[begin SOURCE PASSAGE]

Tuesday, September 18, 2018

Belva and Enrique Veláquez: 26 years of calendars, continuity, and community

1994 Calendar
Artists Belva and Enrique Velázquez moved here from Guadalajara in 1989. While Enrique studied art in Guadalajara, Belva studied art in Colorado. She loves calendars, remarking that, because the weather here is so consistent, “They remind me of what month we’re in." When she went looking for a calendar, she couldn’t find one, so she rounded up some of Enrique’s pen and ink drawings and designed a calendar for 1994.

That first calendar had its issues. It was delivered as a stack of individual sheets, uncollated, unbound.  Belva collated, stapled and drilled the hanging holes in each of the 1,000 calendars she had ordered.  She even did all the caligraphy.
After listening to their many customers requests, in 2000 she designed a color calendar and began to do half of the images herself. The calendars capture the quiet beauty and every day life of the Lake Chapala area. They also list Mexico, US, and Canadian holidays, Jewish holidays and the new and full-moon.
2019 Calendar: Cajititlan

Flipping through my newly-purchased calendar for 2019, I was struck by the fact that it is a 13-month calendar. Belva’s explanation was even more striking and shows the depth of care for their customers. “From the beginning, we printed on good paper and designed the calendar with the idea that some people might want to frame the images. We always put the most popular image on the front of the calendar, but that’s always where all the words about the calendar are, so it can’t really be framed. So, we added the thirteen month and repeated the cover image so it can be framed.”

[end SOURCE PASSAGE]

● TASK LIST
• A. Answer these from the calendar article, marking each answer with its numeral:
(i) In what year did Belva and Enrique Velázquez move from Guadalajara?
(ii) How many calendars did Belva order for that first run?
(iii) In what year did she design a color calendar?
• B. Please copy the stretch of the calendar article from "Belva and Enrique Veláquez: 26" through "calendar for 1994.", swapping "pen and ink drawings" for "watercolor sketches".
• C. Summarize the calendar article in two sentences.

[begin RAW DATA]

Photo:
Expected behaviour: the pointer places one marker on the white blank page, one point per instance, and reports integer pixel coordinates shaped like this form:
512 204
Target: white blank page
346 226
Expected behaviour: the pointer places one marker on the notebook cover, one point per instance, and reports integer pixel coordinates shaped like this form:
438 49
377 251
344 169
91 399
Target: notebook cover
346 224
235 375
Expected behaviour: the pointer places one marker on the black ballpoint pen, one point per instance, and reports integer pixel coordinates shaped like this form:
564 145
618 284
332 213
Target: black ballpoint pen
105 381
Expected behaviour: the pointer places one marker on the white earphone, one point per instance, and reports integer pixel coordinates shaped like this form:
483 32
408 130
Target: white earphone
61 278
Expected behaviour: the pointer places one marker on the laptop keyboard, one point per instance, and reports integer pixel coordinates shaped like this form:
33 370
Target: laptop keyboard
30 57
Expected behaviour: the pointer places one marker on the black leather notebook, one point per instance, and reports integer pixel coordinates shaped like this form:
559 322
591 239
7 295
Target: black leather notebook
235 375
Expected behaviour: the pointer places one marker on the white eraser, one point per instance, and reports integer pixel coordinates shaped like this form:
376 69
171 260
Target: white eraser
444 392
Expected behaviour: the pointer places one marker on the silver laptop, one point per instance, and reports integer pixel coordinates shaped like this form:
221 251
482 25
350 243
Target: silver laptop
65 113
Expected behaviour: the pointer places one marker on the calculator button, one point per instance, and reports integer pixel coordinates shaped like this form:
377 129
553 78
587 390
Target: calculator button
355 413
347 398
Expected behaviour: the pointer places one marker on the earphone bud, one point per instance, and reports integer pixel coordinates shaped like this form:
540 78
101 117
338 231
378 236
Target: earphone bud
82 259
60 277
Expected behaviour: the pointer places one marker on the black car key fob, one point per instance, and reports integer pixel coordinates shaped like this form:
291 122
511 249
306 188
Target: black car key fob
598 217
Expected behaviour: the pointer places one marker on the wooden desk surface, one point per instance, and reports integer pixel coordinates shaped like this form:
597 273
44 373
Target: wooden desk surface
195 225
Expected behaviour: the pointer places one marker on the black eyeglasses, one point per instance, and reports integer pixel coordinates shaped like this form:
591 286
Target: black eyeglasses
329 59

[end RAW DATA]

● THE RESULTS
• A.
(i) 1989
(ii) 1,000
(iii) 2000

• B.
Belva and Enrique Veláquez: 26 years of calendars, continuity, and community

1994 Calendar
Artists Belva and Enrique Velázquez moved here from Guadalajara in 1989. While Enrique studied art in Guadalajara, Belva studied art in Colorado. She loves calendars, remarking that, because the weather here is so consistent, “They remind me of what month we’re in." When she went looking for a calendar, she couldn’t find one, so she rounded up some of Enrique’s watercolor sketches and designed a calendar for 1994.

• C. Belva and Enrique Velázquez are artists who moved from Guadalajara in 1989, and Belva designed their first calendar for 1994 from Enrique's pen and ink drawings when she couldn't find a calendar to buy. In 2000 she designed a color calendar and began doing half the images herself, and the 2019 edition has a thirteenth month that repeats the cover image so it can be framed.